Start of Dataset records
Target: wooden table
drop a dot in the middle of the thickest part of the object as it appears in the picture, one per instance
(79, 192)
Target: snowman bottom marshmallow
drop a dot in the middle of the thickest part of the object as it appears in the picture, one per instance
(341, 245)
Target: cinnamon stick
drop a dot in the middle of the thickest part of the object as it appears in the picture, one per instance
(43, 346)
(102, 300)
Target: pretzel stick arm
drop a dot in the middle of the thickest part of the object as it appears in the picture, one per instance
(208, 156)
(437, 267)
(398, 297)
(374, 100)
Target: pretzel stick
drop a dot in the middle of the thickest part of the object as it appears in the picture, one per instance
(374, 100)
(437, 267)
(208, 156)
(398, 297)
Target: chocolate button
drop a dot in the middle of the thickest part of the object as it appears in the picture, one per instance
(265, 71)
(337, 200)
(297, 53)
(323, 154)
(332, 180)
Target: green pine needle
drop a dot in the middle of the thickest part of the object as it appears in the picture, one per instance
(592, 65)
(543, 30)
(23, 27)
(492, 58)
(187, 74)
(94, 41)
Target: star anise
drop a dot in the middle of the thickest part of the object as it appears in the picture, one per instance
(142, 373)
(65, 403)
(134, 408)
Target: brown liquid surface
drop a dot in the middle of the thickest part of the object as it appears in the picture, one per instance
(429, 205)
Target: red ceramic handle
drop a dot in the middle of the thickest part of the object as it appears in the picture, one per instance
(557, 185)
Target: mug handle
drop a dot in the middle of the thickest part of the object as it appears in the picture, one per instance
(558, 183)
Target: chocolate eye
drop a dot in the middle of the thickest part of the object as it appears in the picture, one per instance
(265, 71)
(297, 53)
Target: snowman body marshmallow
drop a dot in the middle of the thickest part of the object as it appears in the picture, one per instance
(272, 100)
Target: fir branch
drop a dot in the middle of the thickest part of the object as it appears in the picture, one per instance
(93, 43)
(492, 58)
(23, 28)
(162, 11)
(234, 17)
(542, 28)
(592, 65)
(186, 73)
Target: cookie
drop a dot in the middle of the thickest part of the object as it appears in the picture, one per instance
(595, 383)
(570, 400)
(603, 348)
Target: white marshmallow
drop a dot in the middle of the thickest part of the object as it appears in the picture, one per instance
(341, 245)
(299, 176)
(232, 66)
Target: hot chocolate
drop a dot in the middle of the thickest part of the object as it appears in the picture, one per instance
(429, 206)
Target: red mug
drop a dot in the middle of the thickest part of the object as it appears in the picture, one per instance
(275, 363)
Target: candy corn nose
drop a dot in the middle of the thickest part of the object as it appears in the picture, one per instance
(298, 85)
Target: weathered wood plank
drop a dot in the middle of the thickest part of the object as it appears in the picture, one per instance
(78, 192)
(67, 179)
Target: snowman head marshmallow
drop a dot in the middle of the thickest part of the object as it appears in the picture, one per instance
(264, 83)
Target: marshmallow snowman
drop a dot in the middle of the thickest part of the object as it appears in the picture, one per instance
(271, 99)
End of Dataset records
**What is being asked**:
Among the entries above, identify all lines with "stick" and copy them.

**Solved exercise**:
Target: cinnamon stick
Target: pretzel stick arm
Target: pretzel stick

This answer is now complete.